### WHAT TO PRODUCE
Edit the lines from the line with "Point to the wallaby tail" through the last line, replacing "tail" with "paw" and leaving all else unchanged.

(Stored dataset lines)
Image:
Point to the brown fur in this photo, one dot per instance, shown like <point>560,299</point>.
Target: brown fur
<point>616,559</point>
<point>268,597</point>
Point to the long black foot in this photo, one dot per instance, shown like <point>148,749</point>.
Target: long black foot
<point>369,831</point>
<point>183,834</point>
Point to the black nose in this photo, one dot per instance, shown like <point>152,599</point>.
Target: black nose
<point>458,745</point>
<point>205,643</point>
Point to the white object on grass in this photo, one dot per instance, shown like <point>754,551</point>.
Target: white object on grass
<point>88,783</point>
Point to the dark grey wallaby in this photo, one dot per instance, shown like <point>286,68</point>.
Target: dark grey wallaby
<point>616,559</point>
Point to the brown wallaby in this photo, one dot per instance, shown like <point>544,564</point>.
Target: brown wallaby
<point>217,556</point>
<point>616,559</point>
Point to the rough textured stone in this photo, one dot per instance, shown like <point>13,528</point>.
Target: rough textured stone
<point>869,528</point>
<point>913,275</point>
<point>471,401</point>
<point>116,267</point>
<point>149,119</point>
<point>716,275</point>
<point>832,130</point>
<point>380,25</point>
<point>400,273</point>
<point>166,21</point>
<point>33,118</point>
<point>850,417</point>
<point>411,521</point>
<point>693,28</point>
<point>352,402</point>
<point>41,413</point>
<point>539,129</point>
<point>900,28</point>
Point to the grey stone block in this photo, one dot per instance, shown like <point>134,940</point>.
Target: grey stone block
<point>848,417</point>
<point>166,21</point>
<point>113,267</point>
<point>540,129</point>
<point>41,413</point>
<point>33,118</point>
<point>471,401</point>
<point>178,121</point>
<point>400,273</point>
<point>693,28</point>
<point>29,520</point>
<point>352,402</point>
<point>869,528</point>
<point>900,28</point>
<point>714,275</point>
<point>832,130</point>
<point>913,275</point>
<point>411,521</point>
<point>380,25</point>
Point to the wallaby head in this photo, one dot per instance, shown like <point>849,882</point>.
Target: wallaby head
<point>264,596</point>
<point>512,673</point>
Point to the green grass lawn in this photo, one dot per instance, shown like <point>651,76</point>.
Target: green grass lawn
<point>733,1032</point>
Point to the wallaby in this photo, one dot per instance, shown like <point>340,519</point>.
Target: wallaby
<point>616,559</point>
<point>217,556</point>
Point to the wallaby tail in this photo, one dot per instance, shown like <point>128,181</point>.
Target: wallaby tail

### ANSWER IN FULL
Point to the wallaby paw in this photo, one dot per instance, shown like <point>128,181</point>.
Target: wallaby paw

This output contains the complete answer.